I am five years old. I have an audacious spirit, quick-witted and talkative, cheerful and tenacious. I always said things that struck the funny bone and had rooms erupting in laughter. What I remember most was how loud I could make my voice: “I feel the earth, move under my feet!” My dad loved Carole King, and I often sang for him at family celebrations where friends and relatives encouraged my serenades. I imagined the ground beneath me shaking, and marveled at the way the sound of my own voice made them smile in cheer and clap along, so much joy in the room. As I grew older my love of singing only grew. I was good at it, too, so I had plenty of encouragement. Through song, I found steady ground. It was a part of me, my identity. Whenever I felt alone or at odds with my parents, I could always be heard from behind closed doors belting out tunes to calm my little heart.

In high school and college, I found larger audiences to perform for. I was at home onstage and I loved to watch people sing along, their bodies swaying to the music, knowing that it was my performance that made them smile. There was a power that came from within, reverberating emotions through me. Singing was a part of me.

One then one night my life took a turn. Carefree and inebriated, I accepted a drink from a man I barely knew. The next thing I knew I woke up choking, dry heaving in a motel room. My eyes scanned the dirty carpet and I counted at least two used condoms. I was nineteen years old and I’d never had sex before, and my head spun as I realized what had been taken from me—something I would never get back. But it wasn’t just my innocence, it was my integrity, my wholeness, my voice. In the aftermath of what I’d later come to understand was an assault, my friends only chastised and blamed me for what had happened. They told me I had done something grossly unacceptable. They said I asked for it. Never before had I been at a loss for words, but now I couldn’t even make sense of what had happened. Had I asked for it? Because I accepted a drink? Because I wore a short skirt? Or because I’d been so bold, so sure of myself, that someone wanted to put me in my place?

**Provided data:**
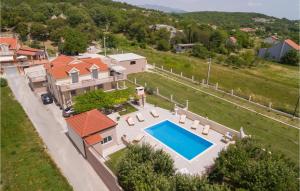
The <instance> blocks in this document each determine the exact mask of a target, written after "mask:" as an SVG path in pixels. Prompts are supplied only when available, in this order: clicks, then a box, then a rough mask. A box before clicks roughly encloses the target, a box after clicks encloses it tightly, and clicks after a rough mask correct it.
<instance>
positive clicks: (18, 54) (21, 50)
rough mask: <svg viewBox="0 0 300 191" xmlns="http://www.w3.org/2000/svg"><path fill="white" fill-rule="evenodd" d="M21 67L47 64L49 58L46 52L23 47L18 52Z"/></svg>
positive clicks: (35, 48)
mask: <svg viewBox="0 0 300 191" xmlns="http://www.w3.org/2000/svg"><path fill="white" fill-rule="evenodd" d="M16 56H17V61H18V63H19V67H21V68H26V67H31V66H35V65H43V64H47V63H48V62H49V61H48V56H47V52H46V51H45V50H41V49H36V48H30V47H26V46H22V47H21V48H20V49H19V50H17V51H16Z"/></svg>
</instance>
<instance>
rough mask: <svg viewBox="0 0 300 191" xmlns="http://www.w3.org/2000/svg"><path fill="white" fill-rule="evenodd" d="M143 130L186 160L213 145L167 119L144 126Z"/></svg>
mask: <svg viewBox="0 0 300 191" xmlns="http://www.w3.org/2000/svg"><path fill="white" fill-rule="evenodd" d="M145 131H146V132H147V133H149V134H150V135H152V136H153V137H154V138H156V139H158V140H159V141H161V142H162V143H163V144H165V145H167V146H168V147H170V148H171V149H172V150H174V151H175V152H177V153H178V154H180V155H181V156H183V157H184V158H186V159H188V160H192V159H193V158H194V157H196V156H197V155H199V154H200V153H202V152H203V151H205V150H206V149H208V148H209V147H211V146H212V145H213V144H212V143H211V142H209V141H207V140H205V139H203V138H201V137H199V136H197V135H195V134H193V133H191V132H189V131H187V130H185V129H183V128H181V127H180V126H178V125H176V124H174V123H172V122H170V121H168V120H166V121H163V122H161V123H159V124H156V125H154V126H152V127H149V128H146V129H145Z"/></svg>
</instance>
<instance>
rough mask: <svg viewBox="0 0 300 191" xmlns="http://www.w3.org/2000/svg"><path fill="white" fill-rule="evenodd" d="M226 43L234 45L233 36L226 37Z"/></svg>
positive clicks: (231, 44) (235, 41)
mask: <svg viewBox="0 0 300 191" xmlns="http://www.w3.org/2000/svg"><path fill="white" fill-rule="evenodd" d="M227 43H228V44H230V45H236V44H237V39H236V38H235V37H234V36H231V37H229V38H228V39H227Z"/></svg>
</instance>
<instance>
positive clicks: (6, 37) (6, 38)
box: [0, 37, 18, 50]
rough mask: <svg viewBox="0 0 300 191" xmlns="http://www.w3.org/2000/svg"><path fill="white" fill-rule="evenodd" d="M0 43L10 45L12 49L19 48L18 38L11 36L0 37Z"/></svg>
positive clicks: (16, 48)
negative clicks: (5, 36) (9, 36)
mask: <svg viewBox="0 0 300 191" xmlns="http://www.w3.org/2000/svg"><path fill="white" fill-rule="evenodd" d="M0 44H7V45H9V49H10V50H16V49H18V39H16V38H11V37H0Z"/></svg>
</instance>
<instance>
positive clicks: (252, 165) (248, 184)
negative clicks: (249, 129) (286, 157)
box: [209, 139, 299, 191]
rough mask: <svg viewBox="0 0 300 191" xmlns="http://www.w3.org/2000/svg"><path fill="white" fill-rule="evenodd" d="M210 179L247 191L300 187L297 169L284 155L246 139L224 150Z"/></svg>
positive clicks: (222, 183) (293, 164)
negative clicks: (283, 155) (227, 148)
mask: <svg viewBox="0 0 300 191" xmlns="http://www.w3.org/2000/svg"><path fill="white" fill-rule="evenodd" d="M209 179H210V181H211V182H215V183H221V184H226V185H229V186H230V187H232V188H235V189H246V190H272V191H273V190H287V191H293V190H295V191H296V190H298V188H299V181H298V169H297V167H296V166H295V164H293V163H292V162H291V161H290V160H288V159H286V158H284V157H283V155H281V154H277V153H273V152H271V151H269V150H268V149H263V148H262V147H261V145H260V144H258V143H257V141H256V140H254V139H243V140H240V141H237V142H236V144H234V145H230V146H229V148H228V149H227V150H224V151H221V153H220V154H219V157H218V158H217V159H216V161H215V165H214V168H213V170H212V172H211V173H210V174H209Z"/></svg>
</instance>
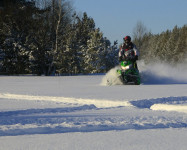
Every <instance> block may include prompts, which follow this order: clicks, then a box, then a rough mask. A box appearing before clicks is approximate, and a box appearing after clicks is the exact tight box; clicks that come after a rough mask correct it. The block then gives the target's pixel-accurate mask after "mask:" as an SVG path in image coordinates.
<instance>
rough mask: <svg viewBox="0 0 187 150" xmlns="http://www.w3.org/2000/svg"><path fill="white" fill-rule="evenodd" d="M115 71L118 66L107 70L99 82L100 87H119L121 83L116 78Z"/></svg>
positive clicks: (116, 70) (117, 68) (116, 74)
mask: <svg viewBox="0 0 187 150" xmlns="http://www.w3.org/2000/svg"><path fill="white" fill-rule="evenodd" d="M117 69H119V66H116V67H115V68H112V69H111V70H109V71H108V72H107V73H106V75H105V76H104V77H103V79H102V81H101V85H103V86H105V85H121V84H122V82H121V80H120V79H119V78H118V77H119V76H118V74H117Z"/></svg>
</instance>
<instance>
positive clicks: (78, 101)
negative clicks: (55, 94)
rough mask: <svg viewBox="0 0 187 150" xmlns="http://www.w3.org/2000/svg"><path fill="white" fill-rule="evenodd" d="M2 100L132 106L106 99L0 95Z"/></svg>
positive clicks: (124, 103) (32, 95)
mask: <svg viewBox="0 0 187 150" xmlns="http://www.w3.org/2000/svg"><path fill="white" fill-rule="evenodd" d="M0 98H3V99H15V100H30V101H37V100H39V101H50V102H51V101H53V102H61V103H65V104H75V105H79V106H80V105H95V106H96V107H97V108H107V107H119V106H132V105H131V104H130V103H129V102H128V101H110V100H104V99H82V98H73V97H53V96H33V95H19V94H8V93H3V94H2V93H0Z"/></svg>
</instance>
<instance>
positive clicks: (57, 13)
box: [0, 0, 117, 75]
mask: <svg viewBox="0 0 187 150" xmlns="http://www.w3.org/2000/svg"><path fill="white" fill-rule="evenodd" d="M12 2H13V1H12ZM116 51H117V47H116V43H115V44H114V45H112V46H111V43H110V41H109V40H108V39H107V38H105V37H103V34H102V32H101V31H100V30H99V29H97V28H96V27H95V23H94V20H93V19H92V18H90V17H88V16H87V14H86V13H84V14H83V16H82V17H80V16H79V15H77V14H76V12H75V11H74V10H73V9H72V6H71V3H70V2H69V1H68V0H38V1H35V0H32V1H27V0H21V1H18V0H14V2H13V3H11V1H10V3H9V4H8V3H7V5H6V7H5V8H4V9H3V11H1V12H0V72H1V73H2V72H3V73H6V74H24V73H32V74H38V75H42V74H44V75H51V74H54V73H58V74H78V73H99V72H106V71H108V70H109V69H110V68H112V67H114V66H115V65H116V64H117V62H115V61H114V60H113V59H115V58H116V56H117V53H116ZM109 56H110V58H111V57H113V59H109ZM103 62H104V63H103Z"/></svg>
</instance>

**Brief:** Reproduce the first-person passage about singing from above in full, word for word.

**Reply:**
I am five years old. I have an audacious spirit, quick-witted and talkative, cheerful and tenacious. I always said things that struck the funny bone and had rooms erupting in laughter. What I remember most was how loud I could make my voice: “I feel the earth, move under my feet!” My dad loved Carole King, and I often sang for him at family celebrations where friends and relatives encouraged my serenades. I imagined the ground beneath me shaking, and marveled at the way the sound of my own voice made them smile in cheer and clap along, so much joy in the room. As I grew older my love of singing only grew. I was good at it, too, so I had plenty of encouragement. Through song, I found steady ground. It was a part of me, my identity. Whenever I felt alone or at odds with my parents, I could always be heard from behind closed doors belting out tunes to calm my little heart.

In high school and college, I found larger audiences to perform for. I was at home onstage and I loved to watch people sing along, their bodies swaying to the music, knowing that it was my performance that made them smile. There was a power that came from within, reverberating emotions through me. Singing was a part of me.

One then one night my life took a turn. Carefree and inebriated, I accepted a drink from a man I barely knew. The next thing I knew I woke up choking, dry heaving in a motel room. My eyes scanned the dirty carpet and I counted at least two used condoms. I was nineteen years old and I’d never had sex before, and my head spun as I realized what had been taken from me—something I would never get back. But it wasn’t just my innocence, it was my integrity, my wholeness, my voice. In the aftermath of what I’d later come to understand was an assault, my friends only chastised and blamed me for what had happened. They told me I had done something grossly unacceptable. They said I asked for it. Never before had I been at a loss for words, but now I couldn’t even make sense of what had happened. Had I asked for it? Because I accepted a drink? Because I wore a short skirt? Or because I’d been so bold, so sure of myself, that someone wanted to put me in my place?